WHAT YOU WILL DO: Output only the lines that run from the one with "Where can the embroidered" to the final line of the material, exactly as they are written.

DATA FOR PROCESSING:

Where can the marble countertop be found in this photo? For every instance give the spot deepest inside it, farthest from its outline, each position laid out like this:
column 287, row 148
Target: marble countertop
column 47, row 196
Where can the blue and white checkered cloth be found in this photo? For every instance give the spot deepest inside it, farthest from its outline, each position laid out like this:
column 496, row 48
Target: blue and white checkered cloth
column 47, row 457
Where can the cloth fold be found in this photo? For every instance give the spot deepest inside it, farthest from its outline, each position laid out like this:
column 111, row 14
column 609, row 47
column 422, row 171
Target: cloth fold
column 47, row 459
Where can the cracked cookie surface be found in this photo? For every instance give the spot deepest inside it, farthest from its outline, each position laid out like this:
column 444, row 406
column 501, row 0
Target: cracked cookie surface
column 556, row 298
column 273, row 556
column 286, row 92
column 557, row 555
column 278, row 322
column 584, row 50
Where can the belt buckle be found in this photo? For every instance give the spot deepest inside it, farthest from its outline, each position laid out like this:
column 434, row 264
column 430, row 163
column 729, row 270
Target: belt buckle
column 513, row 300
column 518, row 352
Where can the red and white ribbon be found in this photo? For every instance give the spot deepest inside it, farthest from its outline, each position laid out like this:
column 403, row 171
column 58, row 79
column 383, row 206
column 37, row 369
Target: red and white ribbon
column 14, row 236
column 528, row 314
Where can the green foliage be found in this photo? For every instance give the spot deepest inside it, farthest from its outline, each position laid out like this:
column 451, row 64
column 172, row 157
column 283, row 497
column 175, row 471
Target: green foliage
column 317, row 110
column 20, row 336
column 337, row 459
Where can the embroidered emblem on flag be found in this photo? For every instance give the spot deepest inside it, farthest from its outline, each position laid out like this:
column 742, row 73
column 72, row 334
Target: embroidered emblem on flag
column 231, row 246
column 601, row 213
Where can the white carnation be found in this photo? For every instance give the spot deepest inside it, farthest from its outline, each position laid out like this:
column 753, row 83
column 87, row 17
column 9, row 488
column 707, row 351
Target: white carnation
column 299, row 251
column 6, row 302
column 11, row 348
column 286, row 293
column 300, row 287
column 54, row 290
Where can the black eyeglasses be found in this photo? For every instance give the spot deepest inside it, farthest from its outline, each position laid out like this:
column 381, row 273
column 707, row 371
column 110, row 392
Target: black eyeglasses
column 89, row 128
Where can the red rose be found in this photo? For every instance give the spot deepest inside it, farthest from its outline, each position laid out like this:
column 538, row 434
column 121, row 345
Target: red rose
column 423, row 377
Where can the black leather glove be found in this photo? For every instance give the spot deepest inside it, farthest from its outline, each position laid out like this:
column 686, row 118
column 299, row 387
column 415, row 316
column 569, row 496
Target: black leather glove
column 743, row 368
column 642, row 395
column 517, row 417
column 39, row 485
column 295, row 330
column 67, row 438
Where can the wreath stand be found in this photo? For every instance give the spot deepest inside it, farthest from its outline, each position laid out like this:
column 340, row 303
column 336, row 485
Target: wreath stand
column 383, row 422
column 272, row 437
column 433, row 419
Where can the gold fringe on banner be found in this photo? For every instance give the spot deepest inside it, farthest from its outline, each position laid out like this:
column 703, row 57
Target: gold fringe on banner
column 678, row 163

ANSWER SECTION:
Where can the embroidered emblem on flag be found in this photo? For every instance give the spot deepest inside it, farthest from its outline, each position laid out like this:
column 742, row 73
column 72, row 334
Target: embroidered emblem on flag
column 231, row 246
column 601, row 213
Where can the white carnation be found in this photo? For every instance give the spot deepest inside it, farthest from its outline, each position laid out like this:
column 753, row 83
column 87, row 17
column 9, row 488
column 707, row 351
Target: white carnation
column 299, row 251
column 6, row 302
column 11, row 348
column 286, row 293
column 300, row 287
column 54, row 290
Where can the black eyeglasses be found in this photo? For every instance give the spot deepest inside it, farthest from its outline, each position laid out like this:
column 381, row 273
column 707, row 371
column 110, row 392
Target: black eyeglasses
column 89, row 128
Where can the red rose be found in this photo? For every instance give the spot deepest inside it, farthest from its outline, each position laid out like this:
column 538, row 434
column 121, row 345
Target: red rose
column 423, row 377
Where can the black leather glove be found in this photo? For every instance give the spot deepest inside it, farthest from its outline, each position laid out like this:
column 686, row 118
column 299, row 387
column 415, row 316
column 569, row 496
Target: black leather glove
column 743, row 368
column 642, row 395
column 517, row 417
column 39, row 485
column 295, row 330
column 67, row 438
Where can the wreath stand be found in this photo? For every instance give the spot deepest inside it, farthest from its outline, each position laid out like this:
column 340, row 303
column 336, row 485
Target: wreath stand
column 383, row 422
column 272, row 437
column 433, row 419
Where can the gold fringe on banner be found in this photo? For every instance give the spot deepest inside it, farthest from its outline, each position laid out like this:
column 703, row 57
Target: gold fringe on banner
column 678, row 163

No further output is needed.